───── Text segment ─────
# Test/Review of 4000mAh Extended Battery vs. Stock Battery



## daventodd (Nov 29, 2011)

Even though the Stratosphere is a great phone and gives us the life we need for our daily activities (lol), I decided to pick up an extended battery to help prevent having to charge my battery twice/three times a day. Once it comes in the mail, I'll do a series of "extensive" tests to see if it was worth it and I'll also give my personal opinion on the quality/size/weight/etc. of the extended battery. Amazon says that it will be at my house on Tuesday the 22nd (I also have soccer tryouts that day so my update may be delayed), so until then we will wait.

Which battery I bought: http://www.amazon.co...tended Battery
A FAR better charger (IMO) that I also purchased: http://www.amazon.co...uct/B005LFXBJG/
Test Results

Extended Battery


Spoiler



With full brightness, every GPS enabled, bluetooth enabled, data, wifi, and sound all the way up, I played "Epic Sax Guy" for 7 hours until it finally died. I couldn't get a screenshot on it because the phone died before I got a chance to take a screenshot.

So overall, I got about 8 hours of pure, unleashed, battery-destroying playing time. This is a great battery if you need more juice for your work day.

For the quality, because it is a "knock-off", I didn't expect much aesthetically to really WOW me. The bland/cheep/boring battery door works as it should with an exceptionally strong connection to the phone.

The size is rather thick, but very much worth it IMO. After a few days, you forget about how bulky you may have thought it was when you first get it. Weirdly, after the thickness is recognized as the "norm" from when you use it, it makes the screen part feel reaaaaly thin (even though it obviously hasen't changed). And with size comes weight, but the difference in weight isn't really noticable (to me). Unless you're a really skinny gamer, the weight difference shouldn't be very apparent.








(My paint skills are amazing, I know.)



Stock Battery


Spoiler



Nothing to see here, yet either.


----------



## Crystawth (May 9, 2012)

i bought the 3000 mah battery for mine. when i'm at work i am in a poor signal area.

With the standard battery I would leave work between 30 and 50 percent depending how i used the phone.

with the 3000mah battery I leave work between 50 and 80 percent.
───── Data supplied ─────
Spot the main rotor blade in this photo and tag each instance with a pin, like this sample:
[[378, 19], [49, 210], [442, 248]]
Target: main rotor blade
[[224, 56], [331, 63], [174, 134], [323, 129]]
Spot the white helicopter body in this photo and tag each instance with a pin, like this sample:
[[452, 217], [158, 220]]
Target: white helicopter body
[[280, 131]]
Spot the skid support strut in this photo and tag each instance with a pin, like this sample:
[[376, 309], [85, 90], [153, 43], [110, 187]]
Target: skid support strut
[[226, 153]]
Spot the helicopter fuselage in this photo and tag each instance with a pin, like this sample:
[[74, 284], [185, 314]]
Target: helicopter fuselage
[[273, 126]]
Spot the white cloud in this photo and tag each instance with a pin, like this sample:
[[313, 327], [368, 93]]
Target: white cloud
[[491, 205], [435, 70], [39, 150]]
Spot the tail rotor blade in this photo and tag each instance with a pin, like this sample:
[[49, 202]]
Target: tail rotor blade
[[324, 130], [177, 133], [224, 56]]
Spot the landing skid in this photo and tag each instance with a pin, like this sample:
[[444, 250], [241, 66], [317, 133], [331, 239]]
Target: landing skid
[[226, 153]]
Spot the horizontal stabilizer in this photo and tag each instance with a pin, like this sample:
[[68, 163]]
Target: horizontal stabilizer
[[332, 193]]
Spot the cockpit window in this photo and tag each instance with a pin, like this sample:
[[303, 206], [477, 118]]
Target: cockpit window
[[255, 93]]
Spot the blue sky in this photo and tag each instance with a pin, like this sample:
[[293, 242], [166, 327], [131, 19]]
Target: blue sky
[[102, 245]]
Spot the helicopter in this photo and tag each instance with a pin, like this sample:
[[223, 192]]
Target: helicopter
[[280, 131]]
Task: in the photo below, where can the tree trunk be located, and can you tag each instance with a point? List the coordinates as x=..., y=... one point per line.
─────
───── Data supplied ─────
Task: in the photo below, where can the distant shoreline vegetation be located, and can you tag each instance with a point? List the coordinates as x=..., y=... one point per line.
─────
-- Things to do --
1 - Answer these questions from the battery thread, one line each:
(a) What did daventodd play on the phone until it died?
(b) What capacity of battery did Crystawth buy?
(c) With the standard battery, what percentage did Crystawth leave work with?
2 - Please repeat word for word the part of the battery thread from "Nothing to see" up to and including "poor signal area.".
3 - List every phone setting or feature that the battery thread says was turned on or turned up during the extended battery test.
Use only the battery thread to do the following; the records play no part.

-- Responses in order --
1 -
(a) "Epic Sax Guy"
(b) 3000 mAh
(c) Between 30 and 50 percent

2 -
Nothing to see here, yet either.


----------



## Crystawth (May 9, 2012)

i bought the 3000 mah battery for mine. when i'm at work i am in a poor signal area.

3 -
- Full brightness
- GPS
- Bluetooth
- Data
- Wi-Fi
- Sound all the way up